§ **Work to do**: Give back the whole listing exactly as shown.

§ **Supplied data**:

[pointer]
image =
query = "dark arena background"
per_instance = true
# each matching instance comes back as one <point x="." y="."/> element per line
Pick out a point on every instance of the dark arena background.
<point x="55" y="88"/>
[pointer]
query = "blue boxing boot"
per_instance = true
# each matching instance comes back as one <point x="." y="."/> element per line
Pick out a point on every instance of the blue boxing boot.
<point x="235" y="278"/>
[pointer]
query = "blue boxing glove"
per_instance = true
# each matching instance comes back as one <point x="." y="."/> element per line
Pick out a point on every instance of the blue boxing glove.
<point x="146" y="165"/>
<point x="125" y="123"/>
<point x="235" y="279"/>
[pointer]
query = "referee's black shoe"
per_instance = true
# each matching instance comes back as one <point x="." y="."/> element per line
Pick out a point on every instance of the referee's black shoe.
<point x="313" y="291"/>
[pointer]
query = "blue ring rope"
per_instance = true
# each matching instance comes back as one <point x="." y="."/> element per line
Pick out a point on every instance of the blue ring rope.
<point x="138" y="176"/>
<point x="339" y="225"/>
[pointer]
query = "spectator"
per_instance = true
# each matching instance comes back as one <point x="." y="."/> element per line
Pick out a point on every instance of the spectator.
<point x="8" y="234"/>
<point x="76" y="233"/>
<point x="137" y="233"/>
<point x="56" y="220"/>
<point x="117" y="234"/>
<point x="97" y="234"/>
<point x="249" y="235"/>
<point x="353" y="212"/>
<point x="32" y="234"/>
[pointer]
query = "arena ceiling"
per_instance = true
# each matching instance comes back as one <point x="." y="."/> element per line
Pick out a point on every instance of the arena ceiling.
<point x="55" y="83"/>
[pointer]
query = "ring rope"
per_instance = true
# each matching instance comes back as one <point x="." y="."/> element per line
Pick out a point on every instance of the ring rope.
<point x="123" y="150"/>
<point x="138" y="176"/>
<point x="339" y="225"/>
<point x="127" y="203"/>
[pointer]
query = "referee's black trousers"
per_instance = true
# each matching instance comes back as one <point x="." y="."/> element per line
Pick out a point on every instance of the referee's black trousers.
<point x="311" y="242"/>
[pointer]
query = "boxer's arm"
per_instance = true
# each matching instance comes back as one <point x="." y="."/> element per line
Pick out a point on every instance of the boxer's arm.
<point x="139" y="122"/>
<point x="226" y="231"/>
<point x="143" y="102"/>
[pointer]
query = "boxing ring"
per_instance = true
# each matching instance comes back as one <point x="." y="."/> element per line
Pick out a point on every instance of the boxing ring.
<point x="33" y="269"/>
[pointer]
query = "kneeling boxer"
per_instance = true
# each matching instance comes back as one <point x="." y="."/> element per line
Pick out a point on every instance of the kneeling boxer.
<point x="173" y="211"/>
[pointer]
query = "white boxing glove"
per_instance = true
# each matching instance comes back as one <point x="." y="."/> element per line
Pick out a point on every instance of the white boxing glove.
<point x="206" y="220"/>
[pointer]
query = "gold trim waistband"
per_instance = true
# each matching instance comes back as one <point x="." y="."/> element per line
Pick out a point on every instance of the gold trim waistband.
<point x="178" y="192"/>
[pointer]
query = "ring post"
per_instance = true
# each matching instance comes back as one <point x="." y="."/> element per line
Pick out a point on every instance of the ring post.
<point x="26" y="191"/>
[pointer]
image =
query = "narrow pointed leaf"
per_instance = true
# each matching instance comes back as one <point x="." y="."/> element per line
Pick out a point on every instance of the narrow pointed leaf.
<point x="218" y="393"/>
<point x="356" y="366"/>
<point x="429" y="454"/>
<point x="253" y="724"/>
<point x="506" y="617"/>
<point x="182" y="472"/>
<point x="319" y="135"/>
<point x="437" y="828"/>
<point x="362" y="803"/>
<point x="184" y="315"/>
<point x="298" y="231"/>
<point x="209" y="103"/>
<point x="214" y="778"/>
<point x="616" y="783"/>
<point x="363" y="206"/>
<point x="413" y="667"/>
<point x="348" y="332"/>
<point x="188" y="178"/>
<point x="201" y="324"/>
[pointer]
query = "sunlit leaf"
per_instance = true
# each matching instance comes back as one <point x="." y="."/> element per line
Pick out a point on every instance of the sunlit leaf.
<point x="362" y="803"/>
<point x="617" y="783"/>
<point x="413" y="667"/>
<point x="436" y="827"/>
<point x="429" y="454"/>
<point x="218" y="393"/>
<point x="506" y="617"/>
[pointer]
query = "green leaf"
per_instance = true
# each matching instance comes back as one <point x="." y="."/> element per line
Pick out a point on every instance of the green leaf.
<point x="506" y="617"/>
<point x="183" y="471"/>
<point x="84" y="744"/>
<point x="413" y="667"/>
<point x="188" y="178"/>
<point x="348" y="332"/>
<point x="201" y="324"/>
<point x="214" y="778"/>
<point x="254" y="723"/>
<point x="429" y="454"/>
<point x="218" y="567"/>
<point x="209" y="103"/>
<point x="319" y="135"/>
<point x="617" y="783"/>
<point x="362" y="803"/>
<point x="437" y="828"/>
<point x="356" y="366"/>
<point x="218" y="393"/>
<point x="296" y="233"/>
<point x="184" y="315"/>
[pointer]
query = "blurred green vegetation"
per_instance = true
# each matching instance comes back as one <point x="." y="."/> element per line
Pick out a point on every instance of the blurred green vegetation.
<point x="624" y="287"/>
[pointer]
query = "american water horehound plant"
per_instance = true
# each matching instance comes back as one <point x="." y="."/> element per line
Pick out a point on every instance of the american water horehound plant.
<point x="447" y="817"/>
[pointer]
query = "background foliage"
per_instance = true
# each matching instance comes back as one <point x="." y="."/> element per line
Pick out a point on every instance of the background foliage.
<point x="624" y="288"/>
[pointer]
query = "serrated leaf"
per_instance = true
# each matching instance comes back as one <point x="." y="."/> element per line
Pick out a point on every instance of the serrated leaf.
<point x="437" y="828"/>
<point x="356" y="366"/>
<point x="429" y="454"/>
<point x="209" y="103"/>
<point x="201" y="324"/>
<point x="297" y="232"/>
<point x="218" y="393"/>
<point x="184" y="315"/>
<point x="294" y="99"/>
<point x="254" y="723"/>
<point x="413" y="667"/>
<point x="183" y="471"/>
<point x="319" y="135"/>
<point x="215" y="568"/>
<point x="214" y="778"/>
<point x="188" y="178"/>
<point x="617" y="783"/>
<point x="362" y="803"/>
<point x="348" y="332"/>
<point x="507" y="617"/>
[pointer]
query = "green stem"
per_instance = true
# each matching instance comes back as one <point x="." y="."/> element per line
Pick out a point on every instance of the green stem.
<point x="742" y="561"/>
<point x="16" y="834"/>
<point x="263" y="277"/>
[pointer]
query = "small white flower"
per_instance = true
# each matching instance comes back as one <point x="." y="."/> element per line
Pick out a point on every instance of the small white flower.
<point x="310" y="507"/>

§ **Task result**:
[pointer]
image =
query = "dark arena background"
per_instance = true
# each matching instance comes back as one <point x="." y="."/> element per line
Pick out a point on every instance of the dark arena background.
<point x="55" y="88"/>
[pointer]
query = "blue boxing boot"
per_instance = true
# each matching instance comes back as one <point x="." y="."/> element per line
Pick out a point on every instance of the blue boxing boot.
<point x="235" y="278"/>
[pointer]
query = "blue boxing glove"
per_instance = true
# each matching instance comes back as one <point x="." y="."/> element per line
Pick out a point on every instance of the blue boxing glove.
<point x="146" y="165"/>
<point x="125" y="123"/>
<point x="235" y="279"/>
[pointer]
query = "referee's black shoe"
per_instance = true
# each matching instance comes back as one <point x="." y="."/> element per line
Pick out a point on every instance of the referee's black shoe.
<point x="313" y="291"/>
[pointer]
query = "blue ring rope"
per_instance = true
# each matching instance comes back as one <point x="." y="."/> element per line
Pick out a point on every instance of the blue ring rope.
<point x="138" y="176"/>
<point x="339" y="225"/>
[pointer]
query = "spectator"
per_instance = true
# each matching instance comes back as one <point x="." y="."/> element per line
Pick out a point on every instance of the spectator.
<point x="8" y="234"/>
<point x="76" y="233"/>
<point x="137" y="233"/>
<point x="56" y="220"/>
<point x="117" y="234"/>
<point x="97" y="234"/>
<point x="249" y="235"/>
<point x="353" y="212"/>
<point x="32" y="234"/>
[pointer]
query = "arena ceiling"
per_instance = true
# each matching instance comes back as one <point x="." y="."/> element per line
Pick out a point on every instance of the arena ceiling.
<point x="55" y="83"/>
[pointer]
query = "ring rope"
per_instance = true
# each matching instance comes back as one <point x="." y="."/> element per line
Pick out a point on every instance of the ring rope.
<point x="123" y="150"/>
<point x="138" y="176"/>
<point x="339" y="225"/>
<point x="127" y="203"/>
[pointer]
query = "referee's black trousers"
per_instance = true
# each matching instance comes back as one <point x="." y="."/> element per line
Pick out a point on every instance of the referee's black trousers.
<point x="311" y="242"/>
[pointer]
query = "boxer's arm"
per_instance = true
# each matching instance comes back as one <point x="." y="."/> element per line
Pick out a point on every instance of the boxer's arm.
<point x="139" y="122"/>
<point x="226" y="231"/>
<point x="143" y="102"/>
[pointer]
query = "boxing ring"
per_instance = true
# each matching instance comes back as one <point x="." y="."/> element per line
Pick out a point on every instance of the boxing ring.
<point x="33" y="269"/>
[pointer]
query = "kneeling boxer"
per_instance = true
# each matching instance comes back as one <point x="." y="."/> element per line
Pick out a point on every instance of the kneeling boxer.
<point x="173" y="211"/>
[pointer]
query = "white boxing glove"
per_instance = true
# each matching instance comes back as one <point x="." y="."/> element per line
Pick out a point on every instance of the white boxing glove.
<point x="206" y="220"/>
[pointer]
query = "gold trim waistband"
per_instance = true
# each matching instance comes back as one <point x="." y="."/> element per line
Pick out a point on every instance of the gold trim waistband.
<point x="178" y="192"/>
[pointer]
query = "ring post"
per_instance = true
# each matching instance comes back as one <point x="." y="."/> element per line
Pick out a point on every instance of the ring post.
<point x="26" y="191"/>
[pointer]
image =
query = "narrow pointed leaf"
per_instance = true
# each matching instance comes back as one <point x="." y="."/> element per line
Pick out a point on every instance of the narrow pointed leaf.
<point x="218" y="393"/>
<point x="356" y="366"/>
<point x="429" y="454"/>
<point x="253" y="724"/>
<point x="506" y="617"/>
<point x="182" y="472"/>
<point x="319" y="135"/>
<point x="437" y="828"/>
<point x="362" y="803"/>
<point x="184" y="315"/>
<point x="298" y="231"/>
<point x="209" y="103"/>
<point x="214" y="778"/>
<point x="616" y="783"/>
<point x="363" y="206"/>
<point x="413" y="667"/>
<point x="348" y="332"/>
<point x="188" y="178"/>
<point x="201" y="324"/>
[pointer]
query = "sunlit leaf"
per_instance = true
# each matching instance comes back as one <point x="." y="."/> element per line
Pick out a point on every instance of the sunlit leaf.
<point x="362" y="803"/>
<point x="617" y="783"/>
<point x="413" y="667"/>
<point x="436" y="827"/>
<point x="429" y="454"/>
<point x="218" y="393"/>
<point x="506" y="617"/>
[pointer]
query = "green leaf"
per_instance = true
# each matching instance comes back as one <point x="." y="."/> element per line
Pick out a point on every instance of the green leaf.
<point x="506" y="617"/>
<point x="183" y="471"/>
<point x="84" y="744"/>
<point x="413" y="667"/>
<point x="188" y="178"/>
<point x="348" y="332"/>
<point x="201" y="324"/>
<point x="214" y="778"/>
<point x="254" y="723"/>
<point x="429" y="454"/>
<point x="218" y="567"/>
<point x="209" y="103"/>
<point x="319" y="135"/>
<point x="617" y="783"/>
<point x="362" y="803"/>
<point x="437" y="828"/>
<point x="356" y="366"/>
<point x="218" y="393"/>
<point x="296" y="233"/>
<point x="184" y="315"/>
[pointer]
query = "blurred green vegetation"
per_instance = true
# each matching instance comes back as one <point x="." y="."/> element per line
Pick out a point on every instance of the blurred green vegetation.
<point x="624" y="287"/>
[pointer]
query = "american water horehound plant"
per_instance = true
# each matching instance comes back as one <point x="." y="."/> element per line
Pick out a point on every instance of the american water horehound plant.
<point x="447" y="817"/>
[pointer]
query = "background foliage"
per_instance = true
# each matching instance comes back as one <point x="." y="."/> element per line
Pick out a point on every instance of the background foliage.
<point x="624" y="288"/>
[pointer]
query = "serrated leaf"
per_instance = true
# each matching instance comes back as one <point x="." y="."/> element per line
Pick out a point on every instance of the serrated leaf.
<point x="437" y="828"/>
<point x="356" y="366"/>
<point x="429" y="454"/>
<point x="209" y="103"/>
<point x="201" y="324"/>
<point x="297" y="232"/>
<point x="218" y="393"/>
<point x="184" y="315"/>
<point x="294" y="99"/>
<point x="254" y="723"/>
<point x="413" y="667"/>
<point x="183" y="471"/>
<point x="319" y="135"/>
<point x="215" y="568"/>
<point x="214" y="778"/>
<point x="188" y="178"/>
<point x="617" y="783"/>
<point x="362" y="803"/>
<point x="348" y="332"/>
<point x="507" y="617"/>
[pointer]
query = "green stem"
per_instance = true
# each matching instance comes back as one <point x="." y="."/> element per line
Pick out a point on every instance of the green stem.
<point x="742" y="561"/>
<point x="16" y="834"/>
<point x="263" y="277"/>
[pointer]
query = "small white flower"
per_instance = true
# each matching instance comes back as one <point x="." y="."/> element per line
Pick out a point on every instance of the small white flower.
<point x="310" y="507"/>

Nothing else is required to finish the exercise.